### AIM OF THE EXERCISE
Look below for the line with "Reviewer note: check that each instance of the dry". Extract that line and each one after it through the last, word for word.
--- DATA FOR ANALYSIS Enclosed Below ---
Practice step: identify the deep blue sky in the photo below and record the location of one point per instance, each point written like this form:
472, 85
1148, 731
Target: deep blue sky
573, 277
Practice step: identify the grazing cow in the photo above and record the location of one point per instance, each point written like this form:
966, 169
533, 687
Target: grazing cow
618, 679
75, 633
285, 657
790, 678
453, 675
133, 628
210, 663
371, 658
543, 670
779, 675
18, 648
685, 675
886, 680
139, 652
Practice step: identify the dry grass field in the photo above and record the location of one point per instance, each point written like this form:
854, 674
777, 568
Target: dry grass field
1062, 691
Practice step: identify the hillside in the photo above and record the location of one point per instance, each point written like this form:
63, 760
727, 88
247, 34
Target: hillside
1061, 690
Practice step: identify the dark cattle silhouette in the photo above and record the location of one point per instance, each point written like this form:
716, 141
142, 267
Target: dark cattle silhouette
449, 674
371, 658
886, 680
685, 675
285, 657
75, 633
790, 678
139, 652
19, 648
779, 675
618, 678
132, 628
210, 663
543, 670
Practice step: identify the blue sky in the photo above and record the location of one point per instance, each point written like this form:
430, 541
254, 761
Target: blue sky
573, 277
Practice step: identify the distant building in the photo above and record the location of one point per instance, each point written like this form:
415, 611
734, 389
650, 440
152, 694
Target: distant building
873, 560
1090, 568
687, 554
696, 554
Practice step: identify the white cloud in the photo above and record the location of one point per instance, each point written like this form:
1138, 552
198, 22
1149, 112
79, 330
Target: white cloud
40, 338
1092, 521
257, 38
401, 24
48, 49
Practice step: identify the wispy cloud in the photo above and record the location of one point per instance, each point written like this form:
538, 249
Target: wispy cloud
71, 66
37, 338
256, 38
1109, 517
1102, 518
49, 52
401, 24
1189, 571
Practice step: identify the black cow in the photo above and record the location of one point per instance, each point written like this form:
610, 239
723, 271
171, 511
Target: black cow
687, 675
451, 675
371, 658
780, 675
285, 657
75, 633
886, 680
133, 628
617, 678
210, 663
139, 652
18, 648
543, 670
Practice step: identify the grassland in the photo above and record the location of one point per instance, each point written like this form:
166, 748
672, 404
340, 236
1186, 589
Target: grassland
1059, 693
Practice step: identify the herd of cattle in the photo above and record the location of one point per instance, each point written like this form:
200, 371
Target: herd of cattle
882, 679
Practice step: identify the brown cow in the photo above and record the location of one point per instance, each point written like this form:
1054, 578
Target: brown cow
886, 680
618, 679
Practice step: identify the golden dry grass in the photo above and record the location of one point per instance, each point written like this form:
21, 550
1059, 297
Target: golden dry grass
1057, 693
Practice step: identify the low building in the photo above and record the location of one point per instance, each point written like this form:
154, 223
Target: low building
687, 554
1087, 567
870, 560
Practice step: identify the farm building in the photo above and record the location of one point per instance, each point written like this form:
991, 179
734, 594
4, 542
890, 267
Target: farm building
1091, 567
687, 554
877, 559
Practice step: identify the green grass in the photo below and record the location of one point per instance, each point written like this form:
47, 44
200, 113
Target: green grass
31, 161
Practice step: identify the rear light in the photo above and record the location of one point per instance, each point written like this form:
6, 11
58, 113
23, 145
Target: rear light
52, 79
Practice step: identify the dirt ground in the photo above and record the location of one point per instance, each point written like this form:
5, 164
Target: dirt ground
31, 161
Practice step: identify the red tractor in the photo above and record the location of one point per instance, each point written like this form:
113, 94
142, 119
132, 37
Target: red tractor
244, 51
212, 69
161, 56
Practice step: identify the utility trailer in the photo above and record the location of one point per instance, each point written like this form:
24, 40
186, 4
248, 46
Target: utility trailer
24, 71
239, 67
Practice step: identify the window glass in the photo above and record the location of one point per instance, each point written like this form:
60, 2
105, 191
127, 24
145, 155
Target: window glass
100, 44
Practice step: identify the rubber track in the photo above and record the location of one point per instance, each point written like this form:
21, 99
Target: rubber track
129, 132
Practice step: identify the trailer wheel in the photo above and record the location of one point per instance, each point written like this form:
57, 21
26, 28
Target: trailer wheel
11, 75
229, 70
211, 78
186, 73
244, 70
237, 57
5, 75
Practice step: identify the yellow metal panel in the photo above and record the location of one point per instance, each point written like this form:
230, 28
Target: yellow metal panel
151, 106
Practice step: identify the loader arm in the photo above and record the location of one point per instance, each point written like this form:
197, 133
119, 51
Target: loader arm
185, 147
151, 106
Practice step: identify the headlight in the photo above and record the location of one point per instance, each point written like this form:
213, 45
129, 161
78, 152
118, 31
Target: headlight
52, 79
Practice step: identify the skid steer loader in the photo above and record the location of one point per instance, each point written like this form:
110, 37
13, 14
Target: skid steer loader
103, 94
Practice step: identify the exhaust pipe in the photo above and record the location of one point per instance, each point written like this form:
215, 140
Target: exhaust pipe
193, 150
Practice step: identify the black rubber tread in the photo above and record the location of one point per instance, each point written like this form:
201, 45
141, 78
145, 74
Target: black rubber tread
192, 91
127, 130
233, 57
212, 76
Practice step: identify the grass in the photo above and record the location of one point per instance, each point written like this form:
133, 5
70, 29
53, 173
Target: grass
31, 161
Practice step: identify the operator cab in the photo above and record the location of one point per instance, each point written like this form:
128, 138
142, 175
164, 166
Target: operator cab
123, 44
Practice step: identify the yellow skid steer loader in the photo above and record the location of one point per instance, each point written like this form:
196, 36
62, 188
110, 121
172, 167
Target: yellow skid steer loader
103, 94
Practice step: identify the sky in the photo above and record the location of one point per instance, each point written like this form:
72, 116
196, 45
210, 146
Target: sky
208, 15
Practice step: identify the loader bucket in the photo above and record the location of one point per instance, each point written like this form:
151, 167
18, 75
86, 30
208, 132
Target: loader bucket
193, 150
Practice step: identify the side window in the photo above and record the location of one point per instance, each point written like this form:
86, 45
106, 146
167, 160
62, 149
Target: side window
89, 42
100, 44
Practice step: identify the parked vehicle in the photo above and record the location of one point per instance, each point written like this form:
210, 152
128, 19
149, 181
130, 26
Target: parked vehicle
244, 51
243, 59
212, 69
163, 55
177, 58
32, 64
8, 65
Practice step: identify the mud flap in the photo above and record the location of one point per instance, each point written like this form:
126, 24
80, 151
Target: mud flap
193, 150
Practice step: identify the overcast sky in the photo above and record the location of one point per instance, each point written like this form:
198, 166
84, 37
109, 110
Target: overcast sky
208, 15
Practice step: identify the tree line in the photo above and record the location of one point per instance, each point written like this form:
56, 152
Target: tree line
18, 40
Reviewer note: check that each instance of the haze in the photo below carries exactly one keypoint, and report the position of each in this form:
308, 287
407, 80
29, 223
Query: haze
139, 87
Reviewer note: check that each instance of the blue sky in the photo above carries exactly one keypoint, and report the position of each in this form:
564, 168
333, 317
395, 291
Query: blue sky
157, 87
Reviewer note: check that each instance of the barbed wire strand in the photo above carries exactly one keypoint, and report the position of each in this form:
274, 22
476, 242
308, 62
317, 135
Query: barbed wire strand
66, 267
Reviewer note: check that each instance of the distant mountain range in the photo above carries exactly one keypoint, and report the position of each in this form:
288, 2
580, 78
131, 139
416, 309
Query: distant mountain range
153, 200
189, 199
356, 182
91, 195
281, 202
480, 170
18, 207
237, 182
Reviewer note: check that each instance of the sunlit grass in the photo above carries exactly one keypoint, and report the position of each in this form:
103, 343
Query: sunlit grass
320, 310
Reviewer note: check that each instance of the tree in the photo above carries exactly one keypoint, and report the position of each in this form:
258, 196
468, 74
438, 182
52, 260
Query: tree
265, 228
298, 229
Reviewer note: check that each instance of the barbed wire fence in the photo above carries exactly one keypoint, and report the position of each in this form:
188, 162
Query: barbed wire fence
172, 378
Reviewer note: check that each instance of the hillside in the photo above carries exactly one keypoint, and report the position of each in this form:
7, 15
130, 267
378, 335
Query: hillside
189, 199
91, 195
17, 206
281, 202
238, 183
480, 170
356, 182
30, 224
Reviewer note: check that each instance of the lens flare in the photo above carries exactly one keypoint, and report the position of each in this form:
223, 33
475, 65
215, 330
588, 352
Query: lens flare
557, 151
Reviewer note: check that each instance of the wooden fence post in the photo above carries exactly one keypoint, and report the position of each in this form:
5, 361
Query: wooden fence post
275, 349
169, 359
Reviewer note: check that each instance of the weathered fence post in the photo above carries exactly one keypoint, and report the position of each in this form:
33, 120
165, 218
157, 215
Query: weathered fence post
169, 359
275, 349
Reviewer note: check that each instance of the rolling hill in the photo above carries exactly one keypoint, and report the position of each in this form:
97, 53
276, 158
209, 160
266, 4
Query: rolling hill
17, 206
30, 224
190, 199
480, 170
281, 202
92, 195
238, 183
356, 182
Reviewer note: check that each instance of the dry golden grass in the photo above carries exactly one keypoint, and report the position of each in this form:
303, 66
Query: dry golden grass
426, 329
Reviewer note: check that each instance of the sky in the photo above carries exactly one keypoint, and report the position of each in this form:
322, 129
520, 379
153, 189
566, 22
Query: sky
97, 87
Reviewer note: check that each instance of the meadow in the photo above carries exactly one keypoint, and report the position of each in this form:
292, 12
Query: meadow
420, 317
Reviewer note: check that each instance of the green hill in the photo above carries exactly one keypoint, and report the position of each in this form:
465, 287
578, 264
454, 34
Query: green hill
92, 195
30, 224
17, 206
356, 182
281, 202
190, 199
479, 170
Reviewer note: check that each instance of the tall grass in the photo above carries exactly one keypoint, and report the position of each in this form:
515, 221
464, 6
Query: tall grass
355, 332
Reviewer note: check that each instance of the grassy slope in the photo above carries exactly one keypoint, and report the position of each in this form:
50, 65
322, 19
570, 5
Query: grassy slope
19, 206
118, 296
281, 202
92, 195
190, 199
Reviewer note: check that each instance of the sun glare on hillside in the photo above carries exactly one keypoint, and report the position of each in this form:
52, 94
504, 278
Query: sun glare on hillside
--- End of Enclosed DATA FOR ANALYSIS ---
### ANSWER BELOW
Reviewer note: check that each instance of the dry golden grass in the photo above carries exactly one keypoint, and report the position of each in this form:
303, 66
Query: dry golden grass
426, 329
Reviewer note: check that each instance of the sky in the photo above carries exactly one keypoint, and report the position of each in this form:
322, 129
520, 379
153, 189
566, 22
Query: sky
97, 87
Reviewer note: check that each instance of the meadow in the photo above carries exactly one keypoint, and report the position of each in this form:
292, 12
Query: meadow
420, 317
Reviewer note: check that each instance of the green hill in the photo above carries exactly one keypoint, and report the position of each in this form:
465, 287
578, 264
454, 34
Query: green hill
92, 195
30, 224
17, 206
356, 182
281, 202
190, 199
479, 170
Reviewer note: check that each instance of the tall grass in the photo above carries exactly one keypoint, and report the position of each in this form:
515, 221
464, 6
Query: tall grass
355, 332
Reviewer note: check that each instance of the grassy slope in the photo above carries exactly one keypoint, and report the position of each in this form:
50, 65
322, 19
570, 5
Query: grassy slope
19, 206
118, 296
281, 202
92, 195
190, 199
Reviewer note: check that each instance of the sun glare on hillside in the photo above carries exactly one keypoint, and report the position of each in this form:
52, 94
504, 278
Query: sun glare on hillside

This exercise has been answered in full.